▶ **PAGE EXCERPT**

Behavioural Science Club Meets: Session 1: Rory Sutherland (Part Two)

Rory Sutherland, the Vice Chairman of Ogilvy and the author of Alchemy: The Surprising Power of Ideas That Don’t Make Sense joined us on 18th July 2020 as the very first guest of the Behavioural Science Club. What was a joyful and exciting event ran to nearly two hours, as Rory expounded on all matters and for this reason, the talk has been cut into several bite-sized articles (Part One is here )

What’s so interesting in direct marketing is you very quickly realise that in order to sell things to people, and in order to innovate, and in order to get people to adopt new products, the battle is as much psychological as it is technological and I always argue that, in the whole process of innovation and improvement the component of innovation that gets the lowest level of attention is really marketing that gets someone to stop doing something they did before. I would make a case that there are businesses where unless you actually include psychology in marketing there are insufficient reasons to explain their success.

▶ **WRITTEN TASK**
According to the session write-up, on what date did Rory Sutherland join the club as its very first guest?

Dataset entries
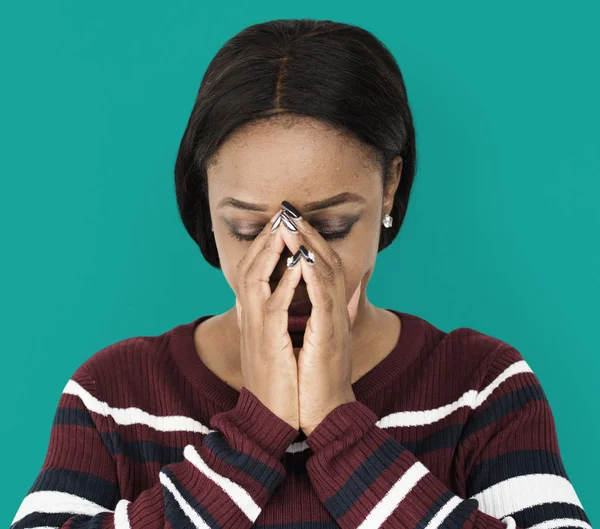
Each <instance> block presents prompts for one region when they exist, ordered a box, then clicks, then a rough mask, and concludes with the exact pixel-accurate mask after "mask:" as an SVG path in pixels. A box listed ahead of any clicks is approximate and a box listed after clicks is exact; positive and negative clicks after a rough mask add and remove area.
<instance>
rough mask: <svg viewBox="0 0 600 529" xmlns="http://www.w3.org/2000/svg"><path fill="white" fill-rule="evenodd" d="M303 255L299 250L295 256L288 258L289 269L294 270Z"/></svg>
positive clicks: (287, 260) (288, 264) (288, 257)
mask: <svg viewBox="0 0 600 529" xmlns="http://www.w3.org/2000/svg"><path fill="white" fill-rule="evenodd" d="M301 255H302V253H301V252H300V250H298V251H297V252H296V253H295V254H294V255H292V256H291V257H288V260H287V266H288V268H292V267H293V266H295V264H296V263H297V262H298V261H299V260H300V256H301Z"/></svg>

▶ **EXPECTED ANSWER**
18th July 2020